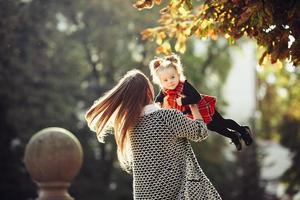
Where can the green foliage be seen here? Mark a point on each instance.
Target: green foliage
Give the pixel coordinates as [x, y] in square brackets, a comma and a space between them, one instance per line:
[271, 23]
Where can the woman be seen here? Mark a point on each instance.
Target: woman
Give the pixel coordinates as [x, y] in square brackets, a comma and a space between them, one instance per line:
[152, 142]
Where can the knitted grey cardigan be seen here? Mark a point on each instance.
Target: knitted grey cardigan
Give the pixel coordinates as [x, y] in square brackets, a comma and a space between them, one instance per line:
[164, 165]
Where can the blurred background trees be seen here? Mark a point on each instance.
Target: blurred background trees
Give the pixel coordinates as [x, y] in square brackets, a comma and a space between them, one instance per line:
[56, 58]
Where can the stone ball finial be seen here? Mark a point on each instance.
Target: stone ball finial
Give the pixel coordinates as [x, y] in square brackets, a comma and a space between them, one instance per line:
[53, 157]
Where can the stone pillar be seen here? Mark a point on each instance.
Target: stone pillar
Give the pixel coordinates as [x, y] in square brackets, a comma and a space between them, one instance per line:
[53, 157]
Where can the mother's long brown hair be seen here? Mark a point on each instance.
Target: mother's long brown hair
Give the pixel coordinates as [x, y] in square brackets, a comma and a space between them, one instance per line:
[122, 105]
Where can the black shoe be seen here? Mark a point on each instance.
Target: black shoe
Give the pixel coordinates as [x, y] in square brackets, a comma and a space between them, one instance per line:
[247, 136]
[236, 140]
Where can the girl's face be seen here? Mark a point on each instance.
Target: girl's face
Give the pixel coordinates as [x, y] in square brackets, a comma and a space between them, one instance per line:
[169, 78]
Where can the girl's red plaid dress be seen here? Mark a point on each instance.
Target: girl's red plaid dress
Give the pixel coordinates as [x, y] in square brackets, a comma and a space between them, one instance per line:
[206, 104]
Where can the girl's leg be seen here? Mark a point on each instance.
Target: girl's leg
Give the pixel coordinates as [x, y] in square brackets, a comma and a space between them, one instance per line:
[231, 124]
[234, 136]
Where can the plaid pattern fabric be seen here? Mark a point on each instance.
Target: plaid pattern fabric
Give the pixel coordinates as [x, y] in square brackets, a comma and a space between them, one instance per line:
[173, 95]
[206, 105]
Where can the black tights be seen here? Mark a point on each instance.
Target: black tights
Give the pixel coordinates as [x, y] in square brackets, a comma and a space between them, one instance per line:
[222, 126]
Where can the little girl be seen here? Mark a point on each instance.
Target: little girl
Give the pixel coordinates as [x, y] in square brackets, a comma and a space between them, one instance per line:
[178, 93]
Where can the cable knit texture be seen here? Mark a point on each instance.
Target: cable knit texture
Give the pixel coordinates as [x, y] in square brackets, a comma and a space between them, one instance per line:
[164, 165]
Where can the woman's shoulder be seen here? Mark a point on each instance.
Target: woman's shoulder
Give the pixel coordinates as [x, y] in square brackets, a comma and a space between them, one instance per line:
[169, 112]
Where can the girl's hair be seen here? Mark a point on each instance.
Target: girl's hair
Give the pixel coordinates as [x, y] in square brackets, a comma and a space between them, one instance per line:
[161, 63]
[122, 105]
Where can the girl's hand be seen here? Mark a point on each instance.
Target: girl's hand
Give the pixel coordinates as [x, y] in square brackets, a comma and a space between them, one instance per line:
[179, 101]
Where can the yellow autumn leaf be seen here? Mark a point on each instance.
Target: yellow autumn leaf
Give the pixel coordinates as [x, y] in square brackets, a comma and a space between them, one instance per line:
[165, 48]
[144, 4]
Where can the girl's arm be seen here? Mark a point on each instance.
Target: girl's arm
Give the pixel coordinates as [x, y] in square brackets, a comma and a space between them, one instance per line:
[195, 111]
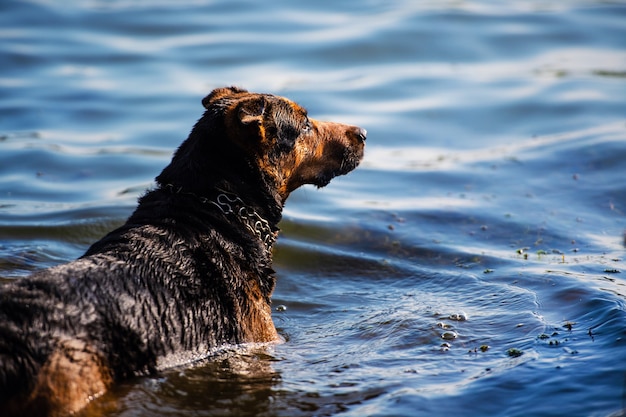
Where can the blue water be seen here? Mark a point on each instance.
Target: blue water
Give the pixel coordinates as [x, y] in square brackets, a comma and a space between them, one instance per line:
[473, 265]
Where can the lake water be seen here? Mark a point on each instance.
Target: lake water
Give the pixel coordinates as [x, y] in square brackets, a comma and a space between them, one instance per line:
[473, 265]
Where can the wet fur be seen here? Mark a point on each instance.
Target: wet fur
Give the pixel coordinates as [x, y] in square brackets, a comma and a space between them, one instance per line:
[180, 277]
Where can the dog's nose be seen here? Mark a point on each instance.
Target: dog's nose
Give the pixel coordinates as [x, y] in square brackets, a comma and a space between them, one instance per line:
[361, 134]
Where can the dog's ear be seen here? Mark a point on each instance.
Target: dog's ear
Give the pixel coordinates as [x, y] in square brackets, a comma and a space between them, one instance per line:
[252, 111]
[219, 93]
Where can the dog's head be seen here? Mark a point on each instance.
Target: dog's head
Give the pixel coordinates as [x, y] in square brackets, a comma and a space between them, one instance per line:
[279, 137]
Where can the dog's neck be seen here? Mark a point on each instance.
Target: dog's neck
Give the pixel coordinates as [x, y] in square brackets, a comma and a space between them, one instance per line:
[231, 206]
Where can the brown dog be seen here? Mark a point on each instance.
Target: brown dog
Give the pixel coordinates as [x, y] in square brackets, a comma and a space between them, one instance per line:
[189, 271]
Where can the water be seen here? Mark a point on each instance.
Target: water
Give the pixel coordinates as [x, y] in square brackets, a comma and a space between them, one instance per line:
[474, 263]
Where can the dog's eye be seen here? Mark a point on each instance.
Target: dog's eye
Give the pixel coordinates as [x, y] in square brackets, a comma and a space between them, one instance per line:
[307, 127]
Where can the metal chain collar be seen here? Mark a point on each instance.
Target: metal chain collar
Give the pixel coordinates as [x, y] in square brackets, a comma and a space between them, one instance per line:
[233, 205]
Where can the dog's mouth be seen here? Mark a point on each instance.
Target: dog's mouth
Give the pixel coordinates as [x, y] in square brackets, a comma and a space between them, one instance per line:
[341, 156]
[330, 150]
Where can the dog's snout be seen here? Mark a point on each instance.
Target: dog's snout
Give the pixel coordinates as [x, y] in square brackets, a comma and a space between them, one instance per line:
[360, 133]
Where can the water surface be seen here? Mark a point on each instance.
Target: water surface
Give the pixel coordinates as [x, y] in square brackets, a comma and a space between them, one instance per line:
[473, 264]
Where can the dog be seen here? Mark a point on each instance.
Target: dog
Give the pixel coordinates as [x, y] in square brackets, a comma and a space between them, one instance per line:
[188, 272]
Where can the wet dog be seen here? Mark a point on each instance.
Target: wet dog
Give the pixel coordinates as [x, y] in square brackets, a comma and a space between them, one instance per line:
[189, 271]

---

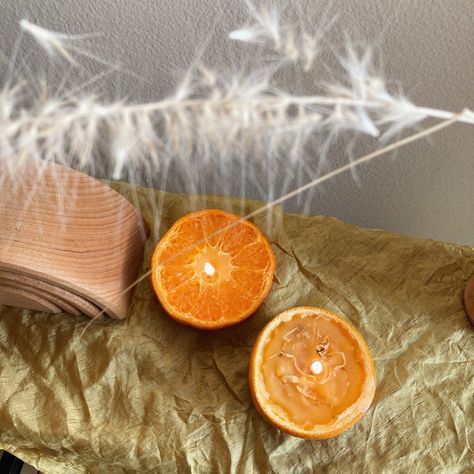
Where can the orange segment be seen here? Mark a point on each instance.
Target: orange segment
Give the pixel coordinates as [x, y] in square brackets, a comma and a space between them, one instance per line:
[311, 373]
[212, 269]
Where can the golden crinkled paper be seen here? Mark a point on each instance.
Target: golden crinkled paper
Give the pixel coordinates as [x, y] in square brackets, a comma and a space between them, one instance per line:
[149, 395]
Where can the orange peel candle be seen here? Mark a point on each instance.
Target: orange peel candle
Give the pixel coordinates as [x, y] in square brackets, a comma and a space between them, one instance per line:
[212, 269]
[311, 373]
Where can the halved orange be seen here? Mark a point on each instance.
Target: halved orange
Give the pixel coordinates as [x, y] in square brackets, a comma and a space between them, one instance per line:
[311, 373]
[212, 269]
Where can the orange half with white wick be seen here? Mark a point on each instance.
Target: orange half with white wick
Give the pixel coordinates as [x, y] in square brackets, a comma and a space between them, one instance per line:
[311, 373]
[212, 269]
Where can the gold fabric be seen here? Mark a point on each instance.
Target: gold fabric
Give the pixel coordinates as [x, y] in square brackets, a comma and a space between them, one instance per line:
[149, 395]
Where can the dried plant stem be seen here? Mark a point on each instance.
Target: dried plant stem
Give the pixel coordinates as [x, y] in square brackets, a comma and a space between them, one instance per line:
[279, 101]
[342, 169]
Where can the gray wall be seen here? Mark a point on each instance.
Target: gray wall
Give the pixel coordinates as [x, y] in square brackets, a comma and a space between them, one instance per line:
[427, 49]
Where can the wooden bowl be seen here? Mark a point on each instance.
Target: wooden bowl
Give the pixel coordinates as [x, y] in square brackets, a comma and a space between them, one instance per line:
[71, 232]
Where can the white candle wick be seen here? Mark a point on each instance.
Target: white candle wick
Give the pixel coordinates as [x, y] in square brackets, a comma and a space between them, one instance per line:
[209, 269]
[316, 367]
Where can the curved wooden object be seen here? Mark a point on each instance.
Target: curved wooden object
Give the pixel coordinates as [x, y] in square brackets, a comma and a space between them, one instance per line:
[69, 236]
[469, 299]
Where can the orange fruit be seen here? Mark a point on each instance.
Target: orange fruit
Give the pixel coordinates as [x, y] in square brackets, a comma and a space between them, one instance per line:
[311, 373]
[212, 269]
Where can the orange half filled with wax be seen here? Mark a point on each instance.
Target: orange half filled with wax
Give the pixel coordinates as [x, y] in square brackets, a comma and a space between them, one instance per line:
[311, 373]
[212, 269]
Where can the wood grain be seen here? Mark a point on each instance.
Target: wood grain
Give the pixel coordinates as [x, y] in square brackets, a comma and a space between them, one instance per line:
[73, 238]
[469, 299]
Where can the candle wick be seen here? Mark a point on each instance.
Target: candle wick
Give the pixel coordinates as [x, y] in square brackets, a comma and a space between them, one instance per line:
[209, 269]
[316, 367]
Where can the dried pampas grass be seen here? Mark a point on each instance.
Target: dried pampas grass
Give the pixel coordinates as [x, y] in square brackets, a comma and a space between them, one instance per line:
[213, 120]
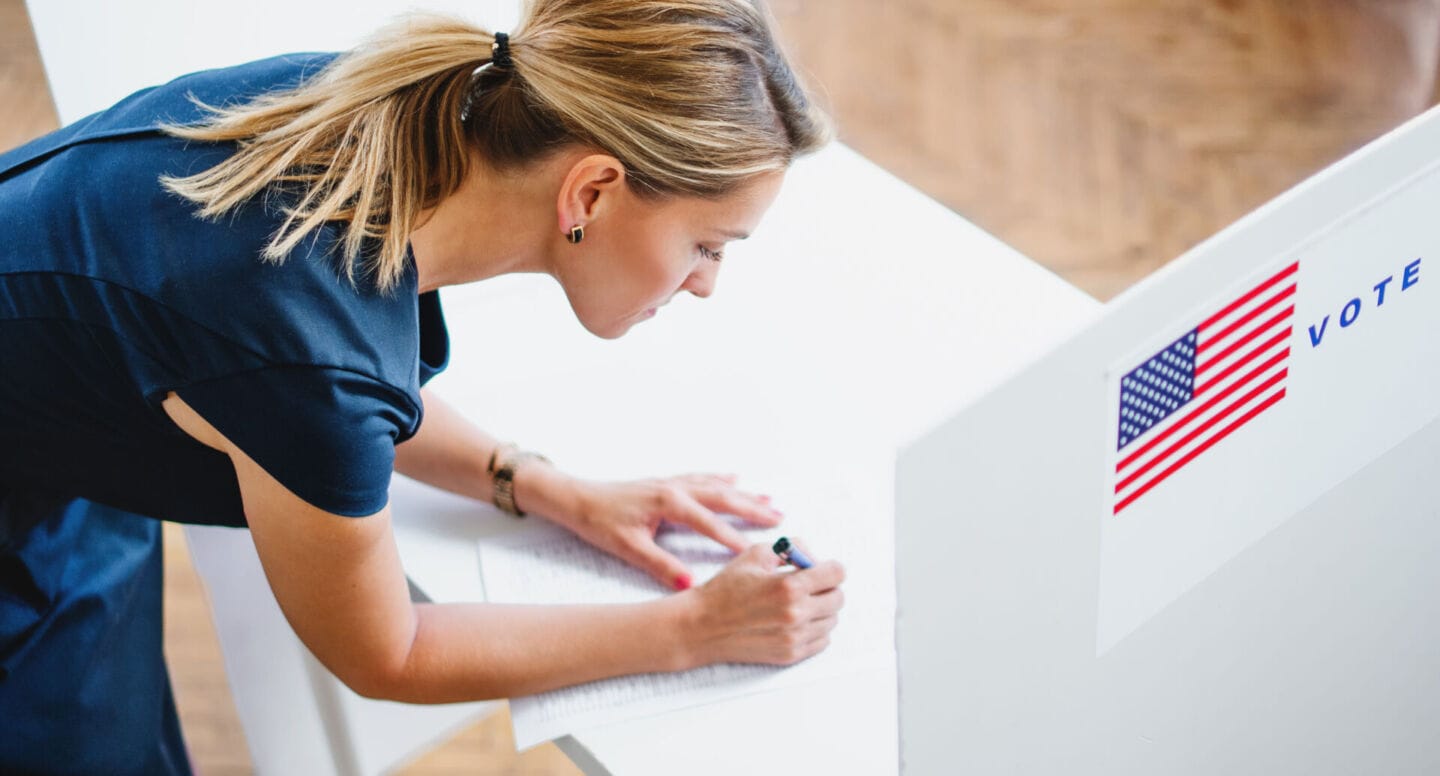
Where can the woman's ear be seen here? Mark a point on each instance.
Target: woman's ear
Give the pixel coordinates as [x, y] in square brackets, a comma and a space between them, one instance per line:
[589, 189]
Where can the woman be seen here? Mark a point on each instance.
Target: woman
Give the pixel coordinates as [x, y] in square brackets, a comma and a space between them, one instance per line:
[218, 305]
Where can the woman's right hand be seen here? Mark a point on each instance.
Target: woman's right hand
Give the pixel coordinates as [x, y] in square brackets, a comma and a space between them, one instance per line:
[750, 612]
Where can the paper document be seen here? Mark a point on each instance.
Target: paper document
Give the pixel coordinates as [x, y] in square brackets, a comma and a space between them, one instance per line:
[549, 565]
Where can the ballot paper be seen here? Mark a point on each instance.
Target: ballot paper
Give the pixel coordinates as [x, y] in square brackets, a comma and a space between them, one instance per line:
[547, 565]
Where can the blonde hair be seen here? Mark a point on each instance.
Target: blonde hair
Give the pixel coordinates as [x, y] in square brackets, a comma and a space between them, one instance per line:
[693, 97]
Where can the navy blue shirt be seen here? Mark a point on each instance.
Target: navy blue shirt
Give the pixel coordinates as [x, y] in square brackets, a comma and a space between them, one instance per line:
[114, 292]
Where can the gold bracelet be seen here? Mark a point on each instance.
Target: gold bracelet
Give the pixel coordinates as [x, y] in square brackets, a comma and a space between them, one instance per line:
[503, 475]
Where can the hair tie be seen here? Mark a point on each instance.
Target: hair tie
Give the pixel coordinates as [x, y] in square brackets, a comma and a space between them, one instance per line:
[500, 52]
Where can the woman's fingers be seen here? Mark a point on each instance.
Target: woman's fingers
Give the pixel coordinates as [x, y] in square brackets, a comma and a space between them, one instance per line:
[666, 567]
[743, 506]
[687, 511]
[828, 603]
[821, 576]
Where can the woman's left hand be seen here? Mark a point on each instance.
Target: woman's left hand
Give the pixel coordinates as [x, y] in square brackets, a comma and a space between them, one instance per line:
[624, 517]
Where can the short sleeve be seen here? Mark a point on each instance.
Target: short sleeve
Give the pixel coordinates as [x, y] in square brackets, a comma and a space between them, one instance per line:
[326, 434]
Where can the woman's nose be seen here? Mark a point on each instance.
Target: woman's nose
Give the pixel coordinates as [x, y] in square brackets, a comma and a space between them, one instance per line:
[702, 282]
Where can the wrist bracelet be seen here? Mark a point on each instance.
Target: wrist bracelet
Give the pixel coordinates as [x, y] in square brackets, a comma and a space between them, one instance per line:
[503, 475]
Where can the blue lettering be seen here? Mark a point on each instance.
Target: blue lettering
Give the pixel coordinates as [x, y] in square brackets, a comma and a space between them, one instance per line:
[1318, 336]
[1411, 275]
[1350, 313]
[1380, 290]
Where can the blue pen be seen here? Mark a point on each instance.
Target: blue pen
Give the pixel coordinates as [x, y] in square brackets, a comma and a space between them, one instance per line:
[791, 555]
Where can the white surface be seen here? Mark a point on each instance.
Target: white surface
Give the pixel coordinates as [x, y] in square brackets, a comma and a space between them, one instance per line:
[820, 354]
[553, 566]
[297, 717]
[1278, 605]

Short task:
Locate every line in the items above that contains the word "hand", and copy each of those lines.

Written reply:
Where can the girl's hand be seen here? Mark a point on each instance.
Target: girl's hand
Where can the woman's right hand be seen here? Mark a point on each instance.
Target: woman's right hand
Where can the woman's left hand be seen here? Mark a point on each instance.
Target: woman's left hand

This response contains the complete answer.